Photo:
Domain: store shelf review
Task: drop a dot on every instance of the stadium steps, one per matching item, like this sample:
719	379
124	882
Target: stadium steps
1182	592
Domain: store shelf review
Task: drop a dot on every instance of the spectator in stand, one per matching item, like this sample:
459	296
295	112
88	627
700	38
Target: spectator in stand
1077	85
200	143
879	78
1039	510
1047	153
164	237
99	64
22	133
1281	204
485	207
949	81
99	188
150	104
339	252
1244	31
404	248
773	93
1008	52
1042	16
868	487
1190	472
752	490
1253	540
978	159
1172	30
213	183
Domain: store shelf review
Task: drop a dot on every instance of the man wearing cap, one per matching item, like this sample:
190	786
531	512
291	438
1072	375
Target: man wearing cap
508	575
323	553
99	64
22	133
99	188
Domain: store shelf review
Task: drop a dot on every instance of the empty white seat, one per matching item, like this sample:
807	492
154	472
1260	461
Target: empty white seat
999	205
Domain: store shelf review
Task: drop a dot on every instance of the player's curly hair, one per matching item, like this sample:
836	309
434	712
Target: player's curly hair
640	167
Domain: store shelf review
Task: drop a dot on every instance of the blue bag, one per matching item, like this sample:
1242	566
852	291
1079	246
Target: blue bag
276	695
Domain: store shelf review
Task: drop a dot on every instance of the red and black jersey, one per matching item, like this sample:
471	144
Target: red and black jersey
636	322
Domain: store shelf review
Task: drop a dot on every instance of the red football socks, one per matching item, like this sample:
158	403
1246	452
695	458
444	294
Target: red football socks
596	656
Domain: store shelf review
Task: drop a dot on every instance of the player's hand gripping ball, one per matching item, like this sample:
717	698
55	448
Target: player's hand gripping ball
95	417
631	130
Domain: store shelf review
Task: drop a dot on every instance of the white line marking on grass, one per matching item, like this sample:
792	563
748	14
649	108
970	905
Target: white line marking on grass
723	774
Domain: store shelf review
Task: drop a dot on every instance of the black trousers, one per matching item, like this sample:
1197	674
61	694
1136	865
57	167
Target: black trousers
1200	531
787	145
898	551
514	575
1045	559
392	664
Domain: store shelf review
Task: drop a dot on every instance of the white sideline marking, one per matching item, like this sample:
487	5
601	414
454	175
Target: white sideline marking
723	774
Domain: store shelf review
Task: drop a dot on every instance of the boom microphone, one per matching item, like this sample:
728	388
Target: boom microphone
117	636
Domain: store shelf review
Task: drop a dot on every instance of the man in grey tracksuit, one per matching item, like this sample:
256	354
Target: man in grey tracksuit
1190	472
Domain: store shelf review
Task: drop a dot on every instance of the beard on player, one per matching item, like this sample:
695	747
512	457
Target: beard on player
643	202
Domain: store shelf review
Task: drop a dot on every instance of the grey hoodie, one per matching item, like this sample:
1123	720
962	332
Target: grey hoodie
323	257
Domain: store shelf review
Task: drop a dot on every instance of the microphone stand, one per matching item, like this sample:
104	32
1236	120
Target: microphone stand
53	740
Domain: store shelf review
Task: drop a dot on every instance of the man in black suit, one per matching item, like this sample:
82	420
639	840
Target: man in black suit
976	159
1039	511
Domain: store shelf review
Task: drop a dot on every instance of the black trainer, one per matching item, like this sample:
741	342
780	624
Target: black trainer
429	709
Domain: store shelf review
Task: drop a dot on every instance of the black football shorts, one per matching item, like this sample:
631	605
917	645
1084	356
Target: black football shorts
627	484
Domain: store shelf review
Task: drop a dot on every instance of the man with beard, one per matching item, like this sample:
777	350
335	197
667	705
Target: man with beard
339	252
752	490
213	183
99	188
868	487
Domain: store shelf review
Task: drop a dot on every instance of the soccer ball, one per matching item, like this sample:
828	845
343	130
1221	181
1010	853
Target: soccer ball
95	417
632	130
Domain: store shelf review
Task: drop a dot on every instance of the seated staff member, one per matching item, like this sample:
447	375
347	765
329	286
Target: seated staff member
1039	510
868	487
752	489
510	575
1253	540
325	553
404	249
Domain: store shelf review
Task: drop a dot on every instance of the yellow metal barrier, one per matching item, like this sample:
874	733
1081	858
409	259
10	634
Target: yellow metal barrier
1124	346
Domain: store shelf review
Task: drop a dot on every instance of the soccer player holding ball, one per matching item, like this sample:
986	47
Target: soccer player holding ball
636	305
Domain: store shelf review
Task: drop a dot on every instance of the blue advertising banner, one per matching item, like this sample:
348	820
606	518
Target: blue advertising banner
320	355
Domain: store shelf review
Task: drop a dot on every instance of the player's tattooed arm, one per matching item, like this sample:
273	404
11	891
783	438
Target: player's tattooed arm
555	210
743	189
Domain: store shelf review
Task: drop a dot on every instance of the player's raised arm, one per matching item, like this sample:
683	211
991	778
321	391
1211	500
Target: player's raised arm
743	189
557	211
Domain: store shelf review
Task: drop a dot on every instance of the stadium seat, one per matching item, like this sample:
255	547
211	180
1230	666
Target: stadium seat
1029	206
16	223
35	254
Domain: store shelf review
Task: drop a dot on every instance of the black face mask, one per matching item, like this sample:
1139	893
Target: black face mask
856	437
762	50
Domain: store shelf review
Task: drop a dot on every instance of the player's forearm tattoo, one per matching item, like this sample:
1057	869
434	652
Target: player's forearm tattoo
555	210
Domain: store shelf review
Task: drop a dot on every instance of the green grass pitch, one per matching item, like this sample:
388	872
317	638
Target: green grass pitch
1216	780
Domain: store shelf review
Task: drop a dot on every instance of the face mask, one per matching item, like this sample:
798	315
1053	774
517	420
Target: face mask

____

Every entry must be retyped in full, exactly as given.

• [The solution]
Photo:
Domain: store shelf review
Task: drop a dot on every instance of the stadium steps, one per matching item, like this sample:
719	379
124	882
Target: stadium steps
1182	592
Domain: store shelf review
Task: drop a dot on every instance of the spectator in stand, one per matching item, like this sample:
459	296
295	112
88	627
700	38
Target: spectator in stand
1077	85
200	143
879	78
1039	510
1047	153
164	237
99	64
22	133
1281	204
485	207
949	81
99	188
150	104
339	252
1244	31
404	248
773	93
1008	52
1042	16
868	487
1190	472
752	490
1253	540
978	159
1172	30
213	183
Domain: store shelf review
Task: drop a dot on every instance of the man wearing cap, one per matching item, like this sample:
190	786
531	512
291	438
1072	375
Target: man wearing cap
508	575
323	553
99	64
22	133
99	188
Domain: store shelf review
Task: drop a dot on every instance of the empty white seat, one per matching item, like this sample:
807	492
154	472
1260	461
Target: empty white seat
999	205
Domain: store shelf review
Task: drop a dot on every instance of the player's curly hair, one per matching item, like this sample:
836	309
434	712
Target: player's curly hair
640	167
Domain: store shelf review
Task: drop a dot on every instance of the blue bag, one per matching item, like this sample:
1242	566
852	291
1079	246
Target: blue bag
276	695
Domain: store shelf review
Task: drop a dot on every instance of the red and black jersey, one per matching item, like this sample:
471	144
Target: red and black jersey
636	322
Domain: store shelf review
Task: drop a dot on every instance of the red football socks, one per matching item, like this sample:
158	403
1246	452
695	458
444	294
Target: red football socks
596	656
Domain: store shelf review
Task: drop a dot on every instance of the player's hand gripping ball, one per matching item, like this sample:
717	698
55	448
Target: player's hand gripping ball
95	417
631	130
Domain: store shelf review
Task: drop a dot on every instance of the white line marking on grass, one per matching item, like this sample:
792	563
748	14
649	108
970	905
Target: white line marking on grass
723	774
Domain: store shelf review
Task: drop a dot on every instance of the black trousers, one per matching item, like this sample:
1197	674
61	694
1136	865
57	167
Target: black trousers
1200	531
787	145
898	551
514	575
1045	559
392	664
Domain: store shelf review
Task: drop a dot on every instance of the white sideline marking, one per matching item, like this sample:
487	5
601	414
454	175
Target: white sideline marking
723	774
Domain: store shelf review
Task: drop a dot on every instance of the boom microphone, one per matching item, like this sample:
728	388
Target: boom microphone
117	636
Domain: store shelf review
Task: drop a dot on every instance of the man in grey tracksuit, one per matching item, like this sample:
256	354
Target: man in grey tracksuit
1190	472
Domain: store shelf review
Task: drop a dot on every instance of the beard on player, one per matching item, like this sample:
695	747
512	457
Target: beard on player
643	202
Domain: store shelf review
Task: drop a dot on every instance of the grey hoodie, one per matching item, like this sample:
1123	720
962	332
Target: grey hoodie
323	257
Domain: store shelf review
Task: drop a dot on every instance of the microphone stand, one per matching item, like this sample:
104	32
1236	120
Target: microphone stand
53	740
Domain: store shelf review
Task: drop a dot on every instance of the man in black suit, one per matching item, like this sample:
82	420
639	840
Target: man in black suit
976	159
1039	511
Domain: store shelf review
Task: drop a dot on every instance of the black trainer, one per matching item, like this sample:
741	342
780	624
Target: black trainer
429	709
Domain: store shelf review
Task: drop a dot on every instance of the black football shorts, one per matching item, like this sample:
631	605
917	645
1084	356
Target: black football shorts
627	484
Domain: store shelf review
Task: drop a dot on every instance of the man with beard, one per matching item, like this sample:
777	350
335	197
667	705
Target: man with beard
339	252
752	490
213	183
99	188
868	487
Domain: store shelf review
Task: drop a dot on every instance of the soccer ball, one per matching item, like this sample:
828	845
343	130
1221	181
1010	853
Target: soccer ball
95	417
632	130
Domain: store shelf review
Task: drop a dot on every instance of the seated staff member, one per matching item, like this sample:
447	375
347	765
329	286
Target: seated staff member
1039	510
868	487
752	489
510	575
1253	540
325	553
404	249
Domain: store shelf review
Task: drop a dot on every instance of the yellow metal barrier, one per matching item, like this sample:
874	733
1081	858
409	259
10	634
Target: yellow metal barrier
1124	346
Domain: store shelf review
Task: drop a dot on every instance of the soccer player holding ball, one per matching item, like this sample:
986	47
Target: soccer player holding ball
636	305
Domain: store shelf review
Task: drop a dot on every instance of the blue advertising banner, one per matching item, like this sample:
348	820
606	518
Target: blue advertising banner
320	355
Domain: store shelf review
Task: drop a dot on every instance of the player's tattooed arm, one per matching item, like this sample:
273	404
11	891
783	438
Target: player's tattooed arm
555	210
743	189
Domain: store shelf review
Task: drop a dot on every instance of the player's raised arm, one per matching item, like this sample:
683	211
991	778
321	391
1211	500
Target: player's raised arm
743	189
557	211
Domain: store shelf review
Task: drop a dot on every instance of the stadium seat, one per matching item, like this sample:
255	547
211	180
1230	666
Target: stadium seat
1029	206
16	223
35	254
Domain: store shelf review
Task: drop a dot on every instance of the black face mask, one per matching item, like this sample:
1139	893
Target: black face mask
856	437
762	50
Domain: store shelf review
Task: drop a dot on every instance of the player's forearm tattoo, one per matching item, like this sample:
1057	869
434	652
Target: player's forearm tattoo
555	210
Domain: store shelf review
Task: drop a dot on every instance of the green grass pitch, one per matching item, like this sample:
388	872
317	638
Target: green grass pitch
1216	780
Domain: store shelf review
Task: drop a dot on every instance of the face mask, one per matching item, like this sample:
798	315
1053	774
517	420
Target: face mask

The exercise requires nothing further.